» EXERCISE BRIEF
Reproduce the material word for word from its first line through the line containing "[[[252,151],[251,3],[41,13],[45,154]]]", both ends included, and leave the pictures out.

» INPUT DATA

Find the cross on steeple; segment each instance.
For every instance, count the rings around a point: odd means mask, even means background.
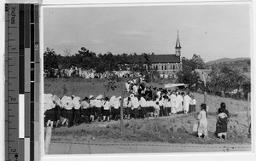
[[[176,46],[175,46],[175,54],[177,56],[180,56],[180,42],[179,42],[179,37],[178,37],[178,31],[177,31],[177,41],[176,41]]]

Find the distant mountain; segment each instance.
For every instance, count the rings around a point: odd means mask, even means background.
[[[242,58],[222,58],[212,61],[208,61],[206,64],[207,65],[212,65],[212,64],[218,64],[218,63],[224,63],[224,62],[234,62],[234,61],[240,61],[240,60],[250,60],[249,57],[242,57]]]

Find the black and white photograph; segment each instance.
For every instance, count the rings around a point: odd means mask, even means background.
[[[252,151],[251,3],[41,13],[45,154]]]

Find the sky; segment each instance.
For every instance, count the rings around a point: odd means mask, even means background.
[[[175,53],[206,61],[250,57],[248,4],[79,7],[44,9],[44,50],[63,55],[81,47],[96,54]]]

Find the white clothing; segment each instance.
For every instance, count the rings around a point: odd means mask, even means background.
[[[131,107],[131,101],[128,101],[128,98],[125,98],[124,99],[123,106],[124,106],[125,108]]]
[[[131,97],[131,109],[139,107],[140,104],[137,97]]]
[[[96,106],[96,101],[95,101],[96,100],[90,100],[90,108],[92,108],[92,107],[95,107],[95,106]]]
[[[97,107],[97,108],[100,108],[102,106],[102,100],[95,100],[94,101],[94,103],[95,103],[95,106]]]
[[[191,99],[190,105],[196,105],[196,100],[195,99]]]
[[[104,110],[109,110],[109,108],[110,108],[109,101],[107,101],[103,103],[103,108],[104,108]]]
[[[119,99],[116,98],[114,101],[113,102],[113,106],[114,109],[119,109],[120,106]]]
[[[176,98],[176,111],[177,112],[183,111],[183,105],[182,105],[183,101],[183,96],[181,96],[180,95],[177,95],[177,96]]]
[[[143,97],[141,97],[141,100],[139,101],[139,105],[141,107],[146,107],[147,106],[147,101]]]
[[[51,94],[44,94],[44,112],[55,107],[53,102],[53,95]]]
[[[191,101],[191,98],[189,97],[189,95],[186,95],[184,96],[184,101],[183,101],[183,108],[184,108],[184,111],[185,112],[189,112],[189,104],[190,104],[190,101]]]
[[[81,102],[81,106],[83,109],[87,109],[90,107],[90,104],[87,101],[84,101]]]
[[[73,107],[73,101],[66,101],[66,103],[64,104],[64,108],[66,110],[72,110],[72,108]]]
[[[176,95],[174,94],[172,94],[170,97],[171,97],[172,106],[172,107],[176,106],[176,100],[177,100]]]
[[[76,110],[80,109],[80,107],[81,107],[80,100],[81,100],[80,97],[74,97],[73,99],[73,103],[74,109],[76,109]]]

» RESULT BELOW
Find the cross on steeple; segment each instance.
For every instance, count the rings around a point: odd means mask, even means background.
[[[176,46],[175,46],[175,54],[177,56],[180,56],[180,42],[179,42],[179,37],[178,37],[178,31],[177,31],[177,41],[176,41]]]

Find the distant mountain; segment each instance.
For every instance, count the rings around a point: odd means mask, even means background.
[[[242,58],[222,58],[212,61],[208,61],[206,64],[207,65],[212,65],[212,64],[218,64],[218,63],[224,63],[224,62],[234,62],[234,61],[240,61],[240,60],[250,60],[249,57],[242,57]]]

Find the black and white photograph; segment each instance.
For every instance, count the rings around a point: odd means mask, even means background.
[[[252,151],[251,3],[41,13],[45,154]]]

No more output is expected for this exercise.